* **SELECTED PASSAGE**
Call .collect() to materialise the data.
import bank_statement_parser as bsp
# Read from the DB backend
df = bsp.db.FlatTransaction().all.collect()
Available classes¶
FlatTransaction¶
Denormalised transaction view joining all dimensions. One row per transaction with date, account, statement, and value columns.
FactBalance¶
Daily balance series per account. Forward-filled from statement data to cover every calendar date.
DimTime¶
Calendar dimension. One row per date spanning the full transaction date range, with year, quarter, month, week, and day attributes.
DimStatement¶
Statement dimension. One row per parsed PDF statement with statement date, filename, and batch timestamp.
DimAccount¶
Account dimension. One row per unique account with company, type, number, sort code, and holder.
FactTransaction¶
Transaction fact table. One row per transaction with foreign keys to dimension tables.
GapReport¶
Gap detection report. Flags periods where the closing balance of one statement does not match the opening balance of the next. Access .gaps for filtered gap rows only.
Output Files¶
Simple preset¶
| Format | File | Contents |
|---|---|---|
| CSV | export/csv/transactions_table.csv |
Flat transaction table |
| Excel | export/excel/transactions.xlsx |
Sheet: transactions_table |
| JSON | export/json/transactions_table.json |
Flat transaction table (JSON array) |
Full preset¶
| Format | Files / Sheets | Contents |
|---|---|---|
| CSV | export/csv/ — statement.csv, account.csv, calendar.csv, transactions.csv, balances.csv, gaps.csv |
Separate star-schema tables |
| Excel | export/excel/transactions.xlsx with sheets: statement, account, calendar, transactions, balances, gaps |
Star-schema workbook |
| JSON | export/json/ — statement.json, account.json, calendar.json, transactions.json, balances.json, gaps.json |
Separate star-schema tables (JSON arrays) |
Reporting feed (--export-format reporting)¶
| Preset | Path | Contents |
|---|---|---|
simple |
reporting/data/simple/transactions_table.csv |
Flat transaction table |
full |
reporting/data/full/ — statement.csv, account.csv, calendar.csv, transactions.csv, balances.csv, gaps.csv |
Star-schema CSV feeds |

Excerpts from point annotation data

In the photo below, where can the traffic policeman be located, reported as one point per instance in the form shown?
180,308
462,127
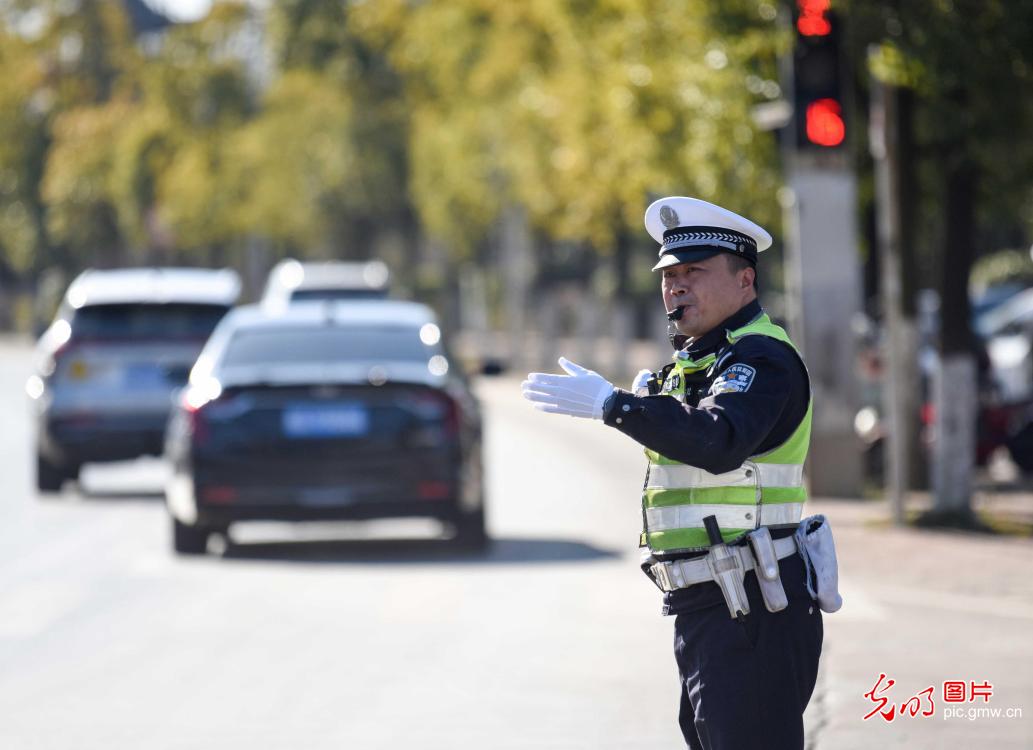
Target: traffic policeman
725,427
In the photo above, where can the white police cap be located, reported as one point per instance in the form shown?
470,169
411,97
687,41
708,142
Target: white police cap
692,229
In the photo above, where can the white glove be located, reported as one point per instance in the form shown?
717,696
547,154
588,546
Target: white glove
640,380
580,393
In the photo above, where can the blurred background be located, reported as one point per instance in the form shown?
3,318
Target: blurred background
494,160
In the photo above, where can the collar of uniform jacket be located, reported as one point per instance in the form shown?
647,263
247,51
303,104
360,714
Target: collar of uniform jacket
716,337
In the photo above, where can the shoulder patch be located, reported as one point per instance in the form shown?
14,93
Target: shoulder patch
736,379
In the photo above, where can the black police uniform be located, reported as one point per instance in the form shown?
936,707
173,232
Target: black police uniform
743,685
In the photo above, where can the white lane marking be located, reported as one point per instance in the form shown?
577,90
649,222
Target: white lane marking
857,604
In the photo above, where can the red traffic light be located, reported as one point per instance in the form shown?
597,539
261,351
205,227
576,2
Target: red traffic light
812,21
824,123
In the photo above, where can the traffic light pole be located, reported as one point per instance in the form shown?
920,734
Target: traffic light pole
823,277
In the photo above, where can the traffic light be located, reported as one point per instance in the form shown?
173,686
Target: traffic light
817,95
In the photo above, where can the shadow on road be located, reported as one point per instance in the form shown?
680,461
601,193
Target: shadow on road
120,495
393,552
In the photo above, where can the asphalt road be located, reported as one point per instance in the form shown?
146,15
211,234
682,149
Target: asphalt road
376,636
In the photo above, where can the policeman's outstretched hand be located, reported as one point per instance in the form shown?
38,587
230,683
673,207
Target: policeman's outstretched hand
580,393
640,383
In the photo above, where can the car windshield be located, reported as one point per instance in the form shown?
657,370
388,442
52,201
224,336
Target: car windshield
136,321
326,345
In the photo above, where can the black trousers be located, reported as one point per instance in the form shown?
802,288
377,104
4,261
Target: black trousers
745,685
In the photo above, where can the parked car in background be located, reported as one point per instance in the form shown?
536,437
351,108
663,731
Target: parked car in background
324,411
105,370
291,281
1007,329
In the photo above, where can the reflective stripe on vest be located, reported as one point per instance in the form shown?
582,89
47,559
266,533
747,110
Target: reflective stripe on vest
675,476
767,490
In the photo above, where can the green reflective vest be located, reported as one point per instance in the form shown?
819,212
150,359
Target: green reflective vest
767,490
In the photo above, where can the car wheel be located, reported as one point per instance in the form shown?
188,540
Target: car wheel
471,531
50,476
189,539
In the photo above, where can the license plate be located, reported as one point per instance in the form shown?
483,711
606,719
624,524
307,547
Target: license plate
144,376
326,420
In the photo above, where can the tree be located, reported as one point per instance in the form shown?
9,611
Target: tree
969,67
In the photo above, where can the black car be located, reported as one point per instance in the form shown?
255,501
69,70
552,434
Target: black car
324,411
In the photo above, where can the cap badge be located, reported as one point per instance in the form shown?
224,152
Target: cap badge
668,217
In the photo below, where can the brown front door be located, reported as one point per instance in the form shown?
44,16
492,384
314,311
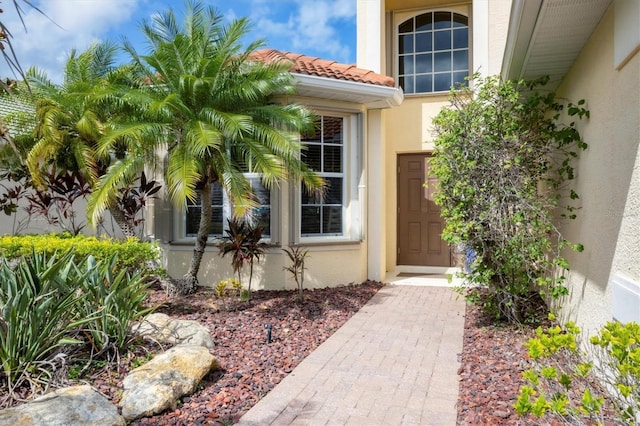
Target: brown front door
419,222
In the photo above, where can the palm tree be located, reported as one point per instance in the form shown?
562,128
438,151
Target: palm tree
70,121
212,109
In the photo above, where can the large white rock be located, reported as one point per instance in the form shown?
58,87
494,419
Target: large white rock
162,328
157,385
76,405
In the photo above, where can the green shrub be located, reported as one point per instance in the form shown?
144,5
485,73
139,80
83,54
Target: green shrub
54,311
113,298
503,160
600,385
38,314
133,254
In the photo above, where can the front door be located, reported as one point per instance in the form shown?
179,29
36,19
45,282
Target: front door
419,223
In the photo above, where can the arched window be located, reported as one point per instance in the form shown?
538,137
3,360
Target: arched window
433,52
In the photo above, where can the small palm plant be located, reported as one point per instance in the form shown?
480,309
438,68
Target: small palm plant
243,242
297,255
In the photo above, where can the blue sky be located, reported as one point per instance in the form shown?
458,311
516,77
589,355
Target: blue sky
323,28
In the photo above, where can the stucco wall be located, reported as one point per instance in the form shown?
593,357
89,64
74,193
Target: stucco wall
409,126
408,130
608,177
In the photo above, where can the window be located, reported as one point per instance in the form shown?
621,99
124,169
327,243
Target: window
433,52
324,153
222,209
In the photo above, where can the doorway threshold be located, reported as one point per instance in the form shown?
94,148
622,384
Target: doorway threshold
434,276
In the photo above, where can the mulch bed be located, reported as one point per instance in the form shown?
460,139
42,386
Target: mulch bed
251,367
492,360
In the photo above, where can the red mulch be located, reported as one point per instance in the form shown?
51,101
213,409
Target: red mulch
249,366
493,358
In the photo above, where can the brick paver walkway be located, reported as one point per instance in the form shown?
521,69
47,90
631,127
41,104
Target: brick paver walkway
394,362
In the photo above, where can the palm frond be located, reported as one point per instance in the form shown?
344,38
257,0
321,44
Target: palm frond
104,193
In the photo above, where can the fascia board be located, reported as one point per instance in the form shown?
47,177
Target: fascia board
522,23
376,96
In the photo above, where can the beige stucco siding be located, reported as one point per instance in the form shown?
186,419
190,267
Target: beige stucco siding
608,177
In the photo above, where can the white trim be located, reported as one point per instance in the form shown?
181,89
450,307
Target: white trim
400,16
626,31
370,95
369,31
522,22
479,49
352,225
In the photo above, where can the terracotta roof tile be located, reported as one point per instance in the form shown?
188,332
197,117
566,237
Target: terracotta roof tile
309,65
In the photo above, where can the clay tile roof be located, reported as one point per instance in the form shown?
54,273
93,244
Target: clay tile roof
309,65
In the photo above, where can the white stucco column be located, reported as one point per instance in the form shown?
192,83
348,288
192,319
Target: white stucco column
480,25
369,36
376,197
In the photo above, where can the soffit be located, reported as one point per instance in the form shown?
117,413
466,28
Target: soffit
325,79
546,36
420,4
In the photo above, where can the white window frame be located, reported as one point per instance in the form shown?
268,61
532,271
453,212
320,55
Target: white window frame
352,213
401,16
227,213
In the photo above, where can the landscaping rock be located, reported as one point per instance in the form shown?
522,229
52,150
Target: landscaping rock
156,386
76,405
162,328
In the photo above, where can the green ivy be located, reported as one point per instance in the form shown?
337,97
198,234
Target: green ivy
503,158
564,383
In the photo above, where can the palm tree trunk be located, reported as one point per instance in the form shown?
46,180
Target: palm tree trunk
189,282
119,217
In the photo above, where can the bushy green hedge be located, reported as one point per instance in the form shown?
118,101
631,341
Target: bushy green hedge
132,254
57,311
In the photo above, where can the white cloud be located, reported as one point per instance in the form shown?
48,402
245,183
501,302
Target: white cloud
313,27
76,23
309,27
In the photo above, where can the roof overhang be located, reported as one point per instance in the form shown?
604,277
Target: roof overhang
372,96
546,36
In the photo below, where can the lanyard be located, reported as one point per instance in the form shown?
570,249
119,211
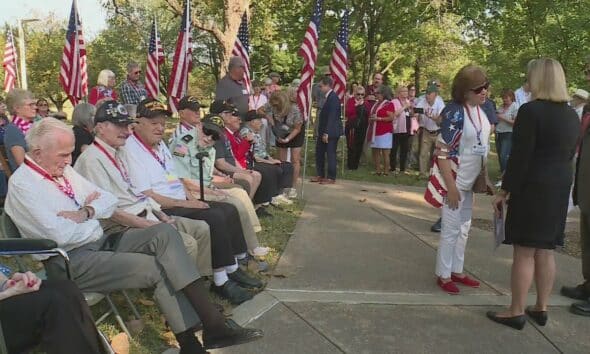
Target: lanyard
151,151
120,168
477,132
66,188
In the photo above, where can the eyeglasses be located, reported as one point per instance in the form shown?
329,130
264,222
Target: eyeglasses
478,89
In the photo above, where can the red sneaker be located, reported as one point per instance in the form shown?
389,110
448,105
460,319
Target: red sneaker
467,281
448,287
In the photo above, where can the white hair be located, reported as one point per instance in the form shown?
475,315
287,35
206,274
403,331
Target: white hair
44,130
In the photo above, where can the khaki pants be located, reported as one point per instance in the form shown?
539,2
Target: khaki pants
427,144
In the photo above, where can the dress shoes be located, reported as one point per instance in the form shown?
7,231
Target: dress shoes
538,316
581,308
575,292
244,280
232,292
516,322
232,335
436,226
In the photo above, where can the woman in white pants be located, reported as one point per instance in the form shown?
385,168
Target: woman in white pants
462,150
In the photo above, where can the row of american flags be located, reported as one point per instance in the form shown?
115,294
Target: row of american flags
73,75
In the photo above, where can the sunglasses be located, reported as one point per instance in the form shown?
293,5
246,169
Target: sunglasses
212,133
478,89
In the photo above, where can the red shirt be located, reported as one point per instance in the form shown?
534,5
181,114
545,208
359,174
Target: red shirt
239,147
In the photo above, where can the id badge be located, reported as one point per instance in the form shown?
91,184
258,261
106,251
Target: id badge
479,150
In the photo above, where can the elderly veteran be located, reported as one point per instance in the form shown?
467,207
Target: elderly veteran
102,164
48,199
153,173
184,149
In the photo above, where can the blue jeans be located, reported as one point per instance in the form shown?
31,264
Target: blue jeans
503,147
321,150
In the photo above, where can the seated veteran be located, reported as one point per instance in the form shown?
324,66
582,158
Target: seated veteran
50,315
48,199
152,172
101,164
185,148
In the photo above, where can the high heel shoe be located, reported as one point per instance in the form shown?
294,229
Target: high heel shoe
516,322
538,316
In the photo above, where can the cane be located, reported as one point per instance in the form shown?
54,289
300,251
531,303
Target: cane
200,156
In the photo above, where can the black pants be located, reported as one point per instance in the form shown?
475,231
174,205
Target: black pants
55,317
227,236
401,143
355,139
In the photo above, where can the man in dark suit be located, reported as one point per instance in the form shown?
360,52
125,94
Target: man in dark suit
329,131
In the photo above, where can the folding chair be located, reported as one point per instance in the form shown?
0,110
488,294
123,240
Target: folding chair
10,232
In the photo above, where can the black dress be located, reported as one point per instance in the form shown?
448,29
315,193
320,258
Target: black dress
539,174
* * *
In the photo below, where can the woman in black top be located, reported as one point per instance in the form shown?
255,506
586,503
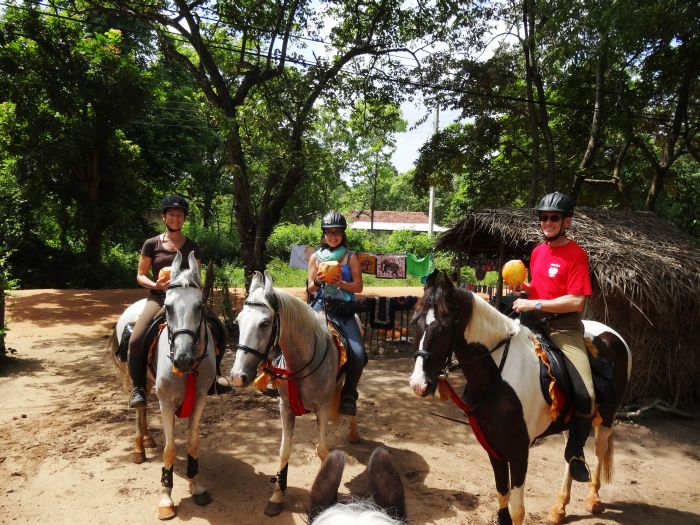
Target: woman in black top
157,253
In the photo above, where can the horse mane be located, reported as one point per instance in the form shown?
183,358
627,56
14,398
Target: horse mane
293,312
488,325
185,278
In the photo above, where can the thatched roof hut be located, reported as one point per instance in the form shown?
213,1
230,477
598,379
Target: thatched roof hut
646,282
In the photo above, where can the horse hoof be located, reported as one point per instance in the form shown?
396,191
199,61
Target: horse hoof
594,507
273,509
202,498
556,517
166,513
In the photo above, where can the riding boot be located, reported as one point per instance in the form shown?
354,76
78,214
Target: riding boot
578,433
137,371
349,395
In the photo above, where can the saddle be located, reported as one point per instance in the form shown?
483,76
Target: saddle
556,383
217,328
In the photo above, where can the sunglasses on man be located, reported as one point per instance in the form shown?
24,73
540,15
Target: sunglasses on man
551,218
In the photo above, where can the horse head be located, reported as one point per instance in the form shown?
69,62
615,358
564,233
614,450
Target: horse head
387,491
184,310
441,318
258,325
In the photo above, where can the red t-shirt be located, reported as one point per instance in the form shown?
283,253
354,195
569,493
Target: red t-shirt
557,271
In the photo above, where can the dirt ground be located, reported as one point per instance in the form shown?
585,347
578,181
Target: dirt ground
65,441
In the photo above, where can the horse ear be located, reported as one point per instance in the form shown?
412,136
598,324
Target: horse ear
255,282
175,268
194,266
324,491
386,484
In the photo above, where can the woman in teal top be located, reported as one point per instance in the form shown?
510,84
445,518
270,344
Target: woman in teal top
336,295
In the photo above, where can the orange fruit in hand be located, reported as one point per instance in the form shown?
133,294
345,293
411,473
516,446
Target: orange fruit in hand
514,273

* **TASKS FOR THIS EXERCISE**
a. From the bank statement parser documentation above, return everything from "Call .collect() to" down to "every calendar date.".
b. Using the bank statement parser documentation above, answer the following:
(i) What does the FactBalance class provide, and how does it cover every calendar date?
(ii) Which attribute of GapReport gives access to the filtered gap rows only?
(iii) In the simple preset, which Excel file is produced, and what is its sheet called?

* **RESULTS OF THE TASKS**
a.
Call .collect() to materialise the data.
import bank_statement_parser as bsp
# Read from the DB backend
df = bsp.db.FlatTransaction().all.collect()
Available classes¶
FlatTransaction¶
Denormalised transaction view joining all dimensions. One row per transaction with date, account, statement, and value columns.
FactBalance¶
Daily balance series per account. Forward-filled from statement data to cover every calendar date.

b.
(i) A daily balance series per account, forward-filled from statement data.
(ii) .gaps
(iii) export/excel/transactions.xlsx, with the sheet transactions_table.